## Assigned task
Retype each record shown below, leaving every character as it is.

## Data extracts
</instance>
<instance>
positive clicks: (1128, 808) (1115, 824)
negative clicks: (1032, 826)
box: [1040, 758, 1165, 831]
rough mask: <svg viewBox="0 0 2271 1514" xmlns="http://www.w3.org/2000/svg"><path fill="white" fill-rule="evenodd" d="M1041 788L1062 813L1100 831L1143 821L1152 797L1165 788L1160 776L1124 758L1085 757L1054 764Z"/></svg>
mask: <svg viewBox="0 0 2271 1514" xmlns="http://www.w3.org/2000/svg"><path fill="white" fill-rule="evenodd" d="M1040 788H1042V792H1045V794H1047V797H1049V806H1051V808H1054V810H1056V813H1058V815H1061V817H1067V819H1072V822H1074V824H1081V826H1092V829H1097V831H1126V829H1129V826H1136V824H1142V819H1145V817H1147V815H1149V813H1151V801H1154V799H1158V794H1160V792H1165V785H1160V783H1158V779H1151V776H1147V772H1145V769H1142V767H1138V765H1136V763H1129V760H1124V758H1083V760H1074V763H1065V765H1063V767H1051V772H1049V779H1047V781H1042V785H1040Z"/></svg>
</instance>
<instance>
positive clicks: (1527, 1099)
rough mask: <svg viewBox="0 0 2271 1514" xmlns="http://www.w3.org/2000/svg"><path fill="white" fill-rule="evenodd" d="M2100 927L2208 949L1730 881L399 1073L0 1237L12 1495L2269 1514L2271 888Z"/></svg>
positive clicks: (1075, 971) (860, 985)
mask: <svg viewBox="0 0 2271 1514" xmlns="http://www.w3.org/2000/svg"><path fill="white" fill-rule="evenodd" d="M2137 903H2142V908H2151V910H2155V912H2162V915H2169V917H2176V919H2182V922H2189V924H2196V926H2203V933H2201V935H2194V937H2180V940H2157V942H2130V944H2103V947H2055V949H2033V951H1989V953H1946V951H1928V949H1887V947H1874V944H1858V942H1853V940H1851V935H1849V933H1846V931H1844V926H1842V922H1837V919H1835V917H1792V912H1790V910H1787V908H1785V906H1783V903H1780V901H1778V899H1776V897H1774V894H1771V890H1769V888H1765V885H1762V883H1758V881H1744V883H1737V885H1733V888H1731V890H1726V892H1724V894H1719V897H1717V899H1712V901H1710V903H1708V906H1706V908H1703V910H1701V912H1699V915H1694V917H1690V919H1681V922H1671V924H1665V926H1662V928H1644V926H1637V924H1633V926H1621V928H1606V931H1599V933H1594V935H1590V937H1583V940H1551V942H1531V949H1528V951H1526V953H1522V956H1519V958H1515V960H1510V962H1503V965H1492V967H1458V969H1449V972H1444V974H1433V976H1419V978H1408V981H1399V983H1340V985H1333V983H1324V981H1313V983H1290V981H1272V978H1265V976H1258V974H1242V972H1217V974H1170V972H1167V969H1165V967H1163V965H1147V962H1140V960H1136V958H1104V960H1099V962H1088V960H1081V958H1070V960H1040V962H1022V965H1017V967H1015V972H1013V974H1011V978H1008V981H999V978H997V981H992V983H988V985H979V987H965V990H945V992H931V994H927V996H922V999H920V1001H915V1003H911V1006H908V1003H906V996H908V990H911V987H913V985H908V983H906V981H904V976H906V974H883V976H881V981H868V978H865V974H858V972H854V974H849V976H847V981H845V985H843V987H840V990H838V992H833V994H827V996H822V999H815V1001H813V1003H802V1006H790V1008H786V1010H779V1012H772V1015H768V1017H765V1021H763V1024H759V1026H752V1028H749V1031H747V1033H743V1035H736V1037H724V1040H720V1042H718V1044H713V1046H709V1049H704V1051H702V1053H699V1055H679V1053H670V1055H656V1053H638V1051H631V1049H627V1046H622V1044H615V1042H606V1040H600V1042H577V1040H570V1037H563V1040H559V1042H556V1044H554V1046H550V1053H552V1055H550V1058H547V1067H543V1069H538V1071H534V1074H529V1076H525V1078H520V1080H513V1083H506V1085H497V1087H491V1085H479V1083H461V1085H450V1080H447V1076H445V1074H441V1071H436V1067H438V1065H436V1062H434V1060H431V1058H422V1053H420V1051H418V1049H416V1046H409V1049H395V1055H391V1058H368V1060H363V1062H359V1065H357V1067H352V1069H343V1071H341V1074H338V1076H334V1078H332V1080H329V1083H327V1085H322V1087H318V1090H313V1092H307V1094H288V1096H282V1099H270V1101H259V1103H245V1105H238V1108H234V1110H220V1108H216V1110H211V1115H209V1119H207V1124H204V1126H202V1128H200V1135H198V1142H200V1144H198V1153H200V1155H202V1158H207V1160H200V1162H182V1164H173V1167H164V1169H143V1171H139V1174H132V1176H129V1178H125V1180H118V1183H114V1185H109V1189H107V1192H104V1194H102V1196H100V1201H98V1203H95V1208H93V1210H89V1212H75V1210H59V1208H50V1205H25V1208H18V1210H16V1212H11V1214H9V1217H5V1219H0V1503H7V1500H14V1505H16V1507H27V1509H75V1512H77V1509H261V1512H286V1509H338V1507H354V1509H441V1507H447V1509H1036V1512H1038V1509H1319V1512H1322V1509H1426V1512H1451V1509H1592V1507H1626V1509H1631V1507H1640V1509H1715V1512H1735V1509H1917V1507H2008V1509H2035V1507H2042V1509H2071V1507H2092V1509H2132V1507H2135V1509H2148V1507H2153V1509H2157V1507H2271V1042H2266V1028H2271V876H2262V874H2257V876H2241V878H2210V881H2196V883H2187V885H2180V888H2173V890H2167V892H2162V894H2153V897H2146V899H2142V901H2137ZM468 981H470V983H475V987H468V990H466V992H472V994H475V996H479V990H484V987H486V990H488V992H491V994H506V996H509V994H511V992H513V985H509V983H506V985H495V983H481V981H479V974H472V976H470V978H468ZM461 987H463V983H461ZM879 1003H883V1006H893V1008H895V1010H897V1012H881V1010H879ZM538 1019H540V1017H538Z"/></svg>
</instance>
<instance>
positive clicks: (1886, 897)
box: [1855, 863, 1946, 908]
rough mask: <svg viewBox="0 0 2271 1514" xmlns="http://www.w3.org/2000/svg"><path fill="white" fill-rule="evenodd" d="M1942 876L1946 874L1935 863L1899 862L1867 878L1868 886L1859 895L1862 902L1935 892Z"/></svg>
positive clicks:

## Output for this exercise
</instance>
<instance>
positive clicks: (1128, 808) (1115, 824)
negative clicks: (1032, 826)
box: [1040, 758, 1165, 831]
rough mask: <svg viewBox="0 0 2271 1514" xmlns="http://www.w3.org/2000/svg"><path fill="white" fill-rule="evenodd" d="M1041 788L1062 813L1100 831L1143 821L1152 797L1165 788L1160 776L1124 758L1085 757L1054 764Z"/></svg>
mask: <svg viewBox="0 0 2271 1514" xmlns="http://www.w3.org/2000/svg"><path fill="white" fill-rule="evenodd" d="M1040 788H1042V792H1045V794H1047V797H1049V806H1051V808H1054V810H1056V813H1058V815H1061V817H1067V819H1072V822H1074V824H1081V826H1092V829H1097V831H1126V829H1129V826H1136V824H1142V819H1145V817H1147V815H1149V813H1151V801H1154V799H1158V794H1160V792H1165V785H1160V783H1158V779H1151V776H1147V772H1145V769H1142V767H1138V765H1136V763H1129V760H1124V758H1083V760H1074V763H1065V765H1063V767H1051V772H1049V779H1047V781H1042V785H1040Z"/></svg>
</instance>
<instance>
positive clicks: (1527, 1099)
rough mask: <svg viewBox="0 0 2271 1514" xmlns="http://www.w3.org/2000/svg"><path fill="white" fill-rule="evenodd" d="M2100 927L2208 949L1730 881L399 1073L0 1237L12 1495L2269 1514L2271 888Z"/></svg>
positive clicks: (1075, 971) (860, 985)
mask: <svg viewBox="0 0 2271 1514" xmlns="http://www.w3.org/2000/svg"><path fill="white" fill-rule="evenodd" d="M2137 903H2142V908H2151V910H2155V912H2162V915H2169V917H2176V919H2182V922H2189V924H2196V926H2203V933H2201V935H2194V937H2180V940H2157V942H2130V944H2103V947H2055V949H2033V951H1989V953H1946V951H1928V949H1887V947H1874V944H1858V942H1853V940H1851V935H1849V933H1846V931H1844V926H1842V922H1837V919H1835V917H1792V912H1790V910H1787V908H1785V906H1783V903H1780V901H1778V899H1776V897H1774V894H1771V890H1769V888H1765V885H1762V883H1758V881H1744V883H1737V885H1733V888H1731V890H1726V892H1724V894H1719V897H1717V899H1712V901H1710V903H1708V906H1706V908H1703V910H1701V912H1699V915H1694V917H1690V919H1681V922H1671V924H1665V926H1662V928H1644V926H1637V924H1633V926H1621V928H1606V931H1599V933H1594V935H1590V937H1583V940H1551V942H1531V949H1528V951H1526V953H1522V956H1519V958H1515V960H1510V962H1503V965H1492V967H1458V969H1449V972H1444V974H1433V976H1419V978H1408V981H1399V983H1340V985H1333V983H1324V981H1313V983H1290V981H1272V978H1265V976H1258V974H1242V972H1217V974H1170V972H1167V969H1165V967H1163V965H1147V962H1140V960H1136V958H1104V960H1099V962H1088V960H1081V958H1070V960H1040V962H1022V965H1017V967H1015V972H1013V974H1011V978H1008V981H999V978H997V981H992V983H988V985H979V987H965V990H945V992H931V994H927V996H922V999H920V1001H915V1003H911V1006H908V1003H906V996H908V990H911V987H913V985H908V983H906V981H904V976H906V974H883V976H881V981H868V978H865V974H858V972H854V974H849V976H847V981H845V985H843V987H840V990H838V992H833V994H827V996H822V999H815V1001H813V1003H802V1006H790V1008H786V1010H779V1012H772V1015H768V1017H765V1021H763V1024H759V1026H752V1028H749V1031H747V1033H743V1035H736V1037H724V1040H720V1042H718V1044H713V1046H709V1049H704V1051H702V1053H699V1055H679V1053H670V1055H656V1053H638V1051H631V1049H627V1046H622V1044H615V1042H606V1040H600V1042H577V1040H570V1037H563V1040H559V1042H556V1044H554V1046H550V1053H552V1055H550V1058H547V1067H543V1069H538V1071H534V1074H529V1076H525V1078H520V1080H513V1083H506V1085H497V1087H491V1085H479V1083H461V1085H450V1080H447V1076H445V1074H441V1071H436V1067H438V1065H436V1062H434V1060H431V1058H422V1053H420V1051H418V1049H416V1046H409V1049H395V1055H391V1058H368V1060H363V1062H359V1065H357V1067H352V1069H343V1071H341V1074H338V1076H334V1078H332V1080H329V1083H327V1085H322V1087H318V1090H313V1092H307V1094H288V1096H282V1099H270V1101H259V1103H245V1105H238V1108H234V1110H220V1108H216V1110H211V1115H209V1119H207V1124H204V1126H202V1128H200V1135H198V1142H200V1144H198V1153H200V1155H202V1158H207V1160H200V1162H182V1164H173V1167H164V1169H143V1171H139V1174H132V1176H129V1178H125V1180H118V1183H114V1185H109V1189H107V1192H104V1194H102V1196H100V1201H98V1203H95V1208H93V1210H89V1212H75V1210H59V1208H50V1205H25V1208H18V1210H16V1212H11V1214H9V1217H5V1219H0V1503H7V1500H14V1505H16V1507H27V1509H75V1512H77V1509H261V1512H286V1509H338V1507H354V1509H441V1507H447V1509H1036V1512H1038V1509H1319V1512H1322V1509H1426V1512H1451V1509H1592V1507H1626V1509H1631V1507H1640V1509H1715V1512H1735V1509H1917V1507H2008V1509H2035V1507H2042V1509H2071V1507H2092V1509H2132V1507H2135V1509H2148V1507H2153V1509H2157V1507H2271V1042H2266V1028H2271V876H2262V874H2257V876H2241V878H2210V881H2196V883H2187V885H2180V888H2173V890H2167V892H2162V894H2153V897H2146V899H2142V901H2137ZM468 981H470V983H475V987H468V990H466V992H472V994H475V996H479V990H484V987H486V990H488V992H491V994H506V996H509V994H511V992H513V985H509V983H506V985H495V983H481V981H479V974H472V976H470V978H468ZM461 987H463V983H461ZM879 1003H883V1006H893V1008H895V1010H897V1012H881V1010H879ZM538 1019H540V1017H538Z"/></svg>
</instance>
<instance>
positive clicks: (1886, 897)
box: [1855, 863, 1946, 908]
rough mask: <svg viewBox="0 0 2271 1514" xmlns="http://www.w3.org/2000/svg"><path fill="white" fill-rule="evenodd" d="M1942 876L1946 874L1935 863L1899 862L1867 878L1868 886L1859 895L1862 902L1935 892Z"/></svg>
positive clicks:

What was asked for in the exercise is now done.